ЗАДАНИЕ
Продолжите отрывок об Одилоне Барро, начав сразу после его последнего предложения.

____ ОТРЫВОК ТЕКСТА

Время банкетов - Венсан Робер Страница 55
Время банкетов - Венсан Робер читать онлайн бесплатно
Одилон Барро, родившийся в Лозере в 1791 году, но с юных лет живший в Париже, был сыном члена Конвента, который в 1793 году не голосовал за казнь короля, а позднее, в бытность свою членом Законодательного корпуса, имел мужество не голосовать за превращение Франции в империю. Еще до крушения наполеоновского режима Барро-старший был горячим сторонником установления во Франции конституционной монархии, поэтому, когда его мечта сбылась, Барро-младший, с блеском закончивший учебу в Школе правоведения, в очень молодом возрасте смог получить место адвоката при Королевском совете и Кассационном суде. Весной 1815 года он в числе других волонтеров из национальной гвардии оборонял дворец Тюильри вплоть до отъезда Людовика XVIII в Бельгию, а затем отказался от какого бы то ни было сотрудничества с властями во время Ста дней. Однако на него, как и на многих других, произвела гнетущее впечатление роялистская реакция 1815 года, и как адвокат он составил себе имя, защищая жертв Белого террора; он, в частности, добился оправдания протестантов из южных провинций, которые отказались украсить фасады своих домов во время процессии в честь праздника Тела и Крови Христовых. На объединенном заседании всех палат Кассационного суда он не побоялся утверждать, к великому негодованию аббата де Ламенне, что закон не только вне религии, но и обязан быть таким. Понятно, что у адептов закона о святотатстве не могло найтись более решительного противника.
Барро был слишком большим легалистом и слишком малым любителем заговоров, для того чтобы примкнуть к карбонариям, но тем не менее он защищал подполковника Карона, жертву полицейской провокации, и имел знакомых и даже свойственников среди самых знаменитых представителей либеральной оппозиции. Сам он принадлежал к элите адвокатского сословия, и его юридическая компетенция никогда не подвергалась сомнению. В 1824 году Барро женился на внучке Лаббе де Помпьера; после возвращения Лафайета из Соединенных Штатов он постоянно бывал у него в доме. Хотя Барро и не числился среди основателей общества «Помоги себе сам, и Небеса тебе помогут», он сделался в нем одной из главных фигур после ухода оттуда молодых сотрудников «Земного шара». Именно Барро подписал несколькими месяцами раньше циркулярное письмо, в котором общество призывало всех своих провинциальных корреспондентов как можно быстрее подготовить либеральных кандидатов на случай скорого роспуска палаты и досрочных выборов. Барро был воплощением умеренной оппозиции, близкой к Гизо, которая в обществе «Помоги себе сам» противостояла молодым республиканцам. На этом основании именно его мнение взяло верх при решении вопроса о тосте за короля. Но он представлял также и парижских избирателей, и выборных членов бюро избирательных коллегий, которые собрались у него в доме сразу после объявления о том, что Карл Х приостановил заседания палаты после голосования за адрес двухсот двадцати одного.

________
____ ИСХОДНЫЕ ДАННЫЕ

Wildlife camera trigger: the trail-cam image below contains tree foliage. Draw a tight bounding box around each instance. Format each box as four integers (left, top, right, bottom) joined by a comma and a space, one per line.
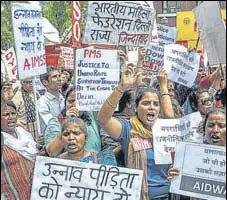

________

ПИСЬМЕННЫЙ ОТВЕТ
Барро, которому еще не исполнилось сорока, не был депутатом, но его знали как хорошего оратора, которому безусловно суждено прекрасное политическое будущее; вдобавок он занимал позицию в самом центре политического спектра: с одной стороны, он был знаком с пылкими студентами, которые видели в обществе «Помоги себе сам» матрицу нового карбонаризма, с другой — мог высказываться от имени парижского избирательного корпуса — людей более зрелых и более осторожных, но в 1827 году в большинстве своем проголосовавших за либеральных кандидатов; перед тем как приступить к сочинению своей речи, он не преминул посоветоваться с самыми прославленными либералами, прежде всего с Бенжаменом Констаном, а когда речь была готова, представил ее на рассмотрение всех депутатов, принявших приглашение [324]. То была его первая политическая речь и, как коварно замечает Ремюза, «его дебют в роли банкетного оратора». Еще несколько месяцев, и он мог бы дебютировать в палате, как это только что сделали Гизо и Берье во время обсуждения адреса.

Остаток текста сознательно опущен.